ACTIONS TO TAKE:
a: Answer these questions from the text on MySQL high availability, one answer per line, marked the same way:
(i) What command makes the hook script executable?
(ii) How many MySQL databases does WooCommerce connect to by default?
(iii) Where does ProxySQL sit?
b: Report each line of the records that contains the word "green". Case counts.

READING PASSAGE:
§

Make the script executable:

sudo chmod +x /etc/orchestrator/hooks/mysql-unreachable.sh

Ensure your `orchestrator.conf.json` has the correct `RecoveryPeriodBlockSeconds` and `RecoveryPeriodBlockUnsuccessfulSeconds` set to reasonable values to prevent rapid, repeated failover attempts.

Integrating WooCommerce with the HA MySQL Cluster

WooCommerce, by default, connects to a single MySQL database. To leverage the high availability setup orchestrated by Orchestrator, we need to ensure that WooCommerce can connect to the *current* primary instance. This typically involves a load balancer or a proxy layer.

Using a Proxy Layer (ProxySQL)

ProxySQL is an excellent choice for this. It sits between your application and your MySQL servers, intelligently routing traffic. ProxySQL can be configured to monitor MySQL servers and automatically switch traffic to a new primary if the current one becomes unavailable.

§

SUPPLIED MATERIAL:
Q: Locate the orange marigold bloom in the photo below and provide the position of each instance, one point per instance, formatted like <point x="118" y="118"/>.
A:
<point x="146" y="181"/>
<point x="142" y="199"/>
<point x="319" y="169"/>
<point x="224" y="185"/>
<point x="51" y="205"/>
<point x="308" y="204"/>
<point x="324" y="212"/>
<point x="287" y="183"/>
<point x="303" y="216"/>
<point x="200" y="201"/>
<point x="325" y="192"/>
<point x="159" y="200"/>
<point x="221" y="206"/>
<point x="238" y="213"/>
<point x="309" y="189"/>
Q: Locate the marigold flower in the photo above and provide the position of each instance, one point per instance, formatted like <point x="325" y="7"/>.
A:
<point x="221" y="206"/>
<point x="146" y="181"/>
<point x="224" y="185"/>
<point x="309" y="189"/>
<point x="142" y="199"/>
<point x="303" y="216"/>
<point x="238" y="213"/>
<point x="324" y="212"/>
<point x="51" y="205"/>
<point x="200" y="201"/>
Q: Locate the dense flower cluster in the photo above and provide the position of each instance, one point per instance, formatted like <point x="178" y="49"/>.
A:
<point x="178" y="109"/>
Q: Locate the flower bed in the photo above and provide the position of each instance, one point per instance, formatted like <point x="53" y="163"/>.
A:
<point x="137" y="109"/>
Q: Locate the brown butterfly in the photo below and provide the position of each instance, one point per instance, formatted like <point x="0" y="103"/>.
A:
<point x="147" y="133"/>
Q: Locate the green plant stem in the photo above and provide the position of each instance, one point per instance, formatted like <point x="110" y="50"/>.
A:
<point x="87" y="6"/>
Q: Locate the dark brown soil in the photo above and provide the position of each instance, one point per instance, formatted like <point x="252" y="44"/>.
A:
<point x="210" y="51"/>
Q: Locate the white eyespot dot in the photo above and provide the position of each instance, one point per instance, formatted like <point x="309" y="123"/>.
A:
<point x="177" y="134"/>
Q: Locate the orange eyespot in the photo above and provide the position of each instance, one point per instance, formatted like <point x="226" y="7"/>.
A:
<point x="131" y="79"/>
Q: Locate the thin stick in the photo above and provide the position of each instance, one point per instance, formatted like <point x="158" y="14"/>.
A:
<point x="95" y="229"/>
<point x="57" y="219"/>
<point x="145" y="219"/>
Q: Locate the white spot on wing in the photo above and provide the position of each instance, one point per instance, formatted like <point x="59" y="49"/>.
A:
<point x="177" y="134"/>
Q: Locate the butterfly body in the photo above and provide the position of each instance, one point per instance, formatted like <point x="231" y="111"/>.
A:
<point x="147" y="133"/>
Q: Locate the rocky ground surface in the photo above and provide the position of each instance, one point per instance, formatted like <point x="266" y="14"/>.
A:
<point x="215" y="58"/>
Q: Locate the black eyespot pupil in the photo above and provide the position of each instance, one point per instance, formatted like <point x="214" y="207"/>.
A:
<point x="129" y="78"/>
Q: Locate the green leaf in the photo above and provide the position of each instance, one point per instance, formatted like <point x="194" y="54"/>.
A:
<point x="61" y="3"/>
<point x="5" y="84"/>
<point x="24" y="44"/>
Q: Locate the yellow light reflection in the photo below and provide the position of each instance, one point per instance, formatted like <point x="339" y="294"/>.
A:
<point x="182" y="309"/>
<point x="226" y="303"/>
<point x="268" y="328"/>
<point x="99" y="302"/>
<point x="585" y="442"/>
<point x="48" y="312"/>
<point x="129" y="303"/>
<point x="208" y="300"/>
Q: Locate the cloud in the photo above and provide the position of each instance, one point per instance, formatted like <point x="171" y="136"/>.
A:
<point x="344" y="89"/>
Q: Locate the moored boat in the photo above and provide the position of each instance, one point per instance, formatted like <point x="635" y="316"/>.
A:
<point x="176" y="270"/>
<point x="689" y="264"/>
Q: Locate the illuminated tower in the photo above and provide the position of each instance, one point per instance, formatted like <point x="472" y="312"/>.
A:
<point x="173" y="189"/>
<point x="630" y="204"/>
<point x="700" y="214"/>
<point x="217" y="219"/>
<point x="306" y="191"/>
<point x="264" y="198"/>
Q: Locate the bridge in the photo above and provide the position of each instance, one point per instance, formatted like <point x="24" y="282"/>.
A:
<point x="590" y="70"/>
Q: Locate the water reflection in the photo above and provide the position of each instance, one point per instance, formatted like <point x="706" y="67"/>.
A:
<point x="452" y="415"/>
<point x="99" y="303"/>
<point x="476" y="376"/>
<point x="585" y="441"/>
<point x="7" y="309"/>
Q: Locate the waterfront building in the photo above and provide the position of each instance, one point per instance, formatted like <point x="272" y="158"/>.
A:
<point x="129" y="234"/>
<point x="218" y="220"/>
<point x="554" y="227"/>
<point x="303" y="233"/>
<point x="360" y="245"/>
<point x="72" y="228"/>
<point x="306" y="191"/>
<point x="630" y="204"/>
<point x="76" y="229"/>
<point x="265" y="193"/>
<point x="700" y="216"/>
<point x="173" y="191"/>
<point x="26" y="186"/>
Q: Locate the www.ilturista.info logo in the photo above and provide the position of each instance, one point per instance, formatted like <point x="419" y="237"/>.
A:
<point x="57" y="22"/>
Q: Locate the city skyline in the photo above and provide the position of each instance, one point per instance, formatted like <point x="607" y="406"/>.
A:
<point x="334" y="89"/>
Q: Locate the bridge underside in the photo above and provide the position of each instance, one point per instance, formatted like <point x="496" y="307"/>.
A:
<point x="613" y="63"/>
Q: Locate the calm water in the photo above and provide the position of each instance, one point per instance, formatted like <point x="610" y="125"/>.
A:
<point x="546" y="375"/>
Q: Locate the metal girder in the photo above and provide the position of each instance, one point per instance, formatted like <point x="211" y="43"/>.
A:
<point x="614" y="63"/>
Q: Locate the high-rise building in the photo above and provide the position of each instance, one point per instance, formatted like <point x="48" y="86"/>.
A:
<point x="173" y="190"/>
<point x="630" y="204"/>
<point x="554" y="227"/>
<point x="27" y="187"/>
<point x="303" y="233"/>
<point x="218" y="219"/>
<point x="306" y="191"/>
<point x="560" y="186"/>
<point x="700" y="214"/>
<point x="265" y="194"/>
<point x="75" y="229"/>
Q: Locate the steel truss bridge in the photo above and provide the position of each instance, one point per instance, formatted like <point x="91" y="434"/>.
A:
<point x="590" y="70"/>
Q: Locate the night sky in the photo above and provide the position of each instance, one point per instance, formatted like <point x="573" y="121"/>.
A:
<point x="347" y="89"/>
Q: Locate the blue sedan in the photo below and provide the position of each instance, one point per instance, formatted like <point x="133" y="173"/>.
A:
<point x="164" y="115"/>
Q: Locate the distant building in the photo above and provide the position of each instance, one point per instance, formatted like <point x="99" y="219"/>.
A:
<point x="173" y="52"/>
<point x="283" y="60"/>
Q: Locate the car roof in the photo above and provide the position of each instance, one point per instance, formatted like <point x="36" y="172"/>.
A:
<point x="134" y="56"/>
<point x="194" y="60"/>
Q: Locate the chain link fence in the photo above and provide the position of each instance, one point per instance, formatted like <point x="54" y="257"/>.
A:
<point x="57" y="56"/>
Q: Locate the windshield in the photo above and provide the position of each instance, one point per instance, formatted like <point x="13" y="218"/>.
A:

§

TASK ANSWERS:
a:
(i) sudo chmod +x /etc/orchestrator/hooks/mysql-unreachable.sh
(ii) A single MySQL database.
(iii) Between your application and your MySQL servers.

b:
Q: Locate the green plant stem in the photo above and provide the position of each instance, one point per instance, formatted like <point x="110" y="50"/>.
Q: Locate the green leaf in the photo above and provide the position of each instance, one point per instance, formatted like <point x="194" y="54"/>.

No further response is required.